_EXERCISE DESCRIPTION_.
Your answer must be an exact copy of the listing.

_PROVIDED INFORMATION_.
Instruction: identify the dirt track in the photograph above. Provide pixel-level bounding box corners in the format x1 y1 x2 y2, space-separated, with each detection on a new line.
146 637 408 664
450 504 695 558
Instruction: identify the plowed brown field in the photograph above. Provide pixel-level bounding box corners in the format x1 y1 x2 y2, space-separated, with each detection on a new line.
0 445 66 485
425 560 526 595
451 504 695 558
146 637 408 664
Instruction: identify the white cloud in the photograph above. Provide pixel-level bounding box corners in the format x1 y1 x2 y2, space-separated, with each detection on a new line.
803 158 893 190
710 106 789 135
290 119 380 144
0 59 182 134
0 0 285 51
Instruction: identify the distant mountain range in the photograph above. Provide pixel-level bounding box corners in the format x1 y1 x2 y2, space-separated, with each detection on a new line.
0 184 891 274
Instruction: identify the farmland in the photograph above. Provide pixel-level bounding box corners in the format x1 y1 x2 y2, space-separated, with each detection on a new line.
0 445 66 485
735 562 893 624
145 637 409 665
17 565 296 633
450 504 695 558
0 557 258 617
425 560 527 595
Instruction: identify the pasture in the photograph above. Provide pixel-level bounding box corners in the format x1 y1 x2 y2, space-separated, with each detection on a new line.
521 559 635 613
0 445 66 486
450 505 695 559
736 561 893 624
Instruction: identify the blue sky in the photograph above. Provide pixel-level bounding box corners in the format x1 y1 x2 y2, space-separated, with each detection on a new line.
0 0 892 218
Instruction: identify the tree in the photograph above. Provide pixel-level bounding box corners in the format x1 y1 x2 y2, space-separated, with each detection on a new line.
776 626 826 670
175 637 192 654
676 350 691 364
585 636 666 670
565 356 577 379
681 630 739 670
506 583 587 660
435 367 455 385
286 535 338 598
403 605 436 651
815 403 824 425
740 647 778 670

_ANSWER SECTION_.
Instruction: identify the dirt track in the photograph above. Provide pixel-level bounding box corners in the format x1 y1 x2 y2, space-separated, with each detection on a new line.
146 637 408 664
450 504 695 558
Instruction: identify the plowed brown field in the photograph above. Provide pixel-level bounding box corners in the format x1 y1 x2 y2, space-separated, with each detection on a new line.
0 445 66 485
425 560 526 595
451 504 695 558
146 637 408 664
Instruction: identify the white cloud in the photograph above. Provide pixel-level bounding box corners in the format x1 y1 x2 y2, space-separated, with each detection on a new line.
803 158 893 190
710 106 789 135
290 119 380 144
0 59 182 134
0 0 285 51
Instruction: identify the distant mountain range in the photograph above. Provide pixel-level bounding box corners in the format x1 y1 x2 y2, space-separated, with each detection on a new line.
0 184 891 274
Instruction: identify the farmland in the photograph above. Provide pixel-level bounding box corners in the format x1 y1 x2 y2, space-separated, with each detection on a new line.
0 445 66 485
735 562 893 624
145 637 409 665
17 565 296 633
450 504 695 558
0 557 258 617
425 560 527 595
Instruction: identify the pasture in the photograph above. Provide pixel-level bounding box corners in the format x1 y1 x2 y2, space-separated, with each detection on a new line.
521 559 635 613
0 445 66 486
450 505 695 559
736 561 893 624
Instruction: identify the blue sky in the photograph above. Provide pixel-level bounding box corners in the format x1 y1 x2 y2, space-separated, with each detection on a new line.
0 0 892 218
Instruction: identify the tree in the photograph above. Provide pixel-level bounding box corners in the format x1 y1 x2 y2, space-separated, with each detection on a new line.
776 626 826 670
175 637 192 654
676 350 691 364
585 636 666 670
565 356 577 379
681 630 739 670
506 583 587 660
435 367 455 385
286 535 338 598
403 605 436 651
815 403 824 425
740 647 778 670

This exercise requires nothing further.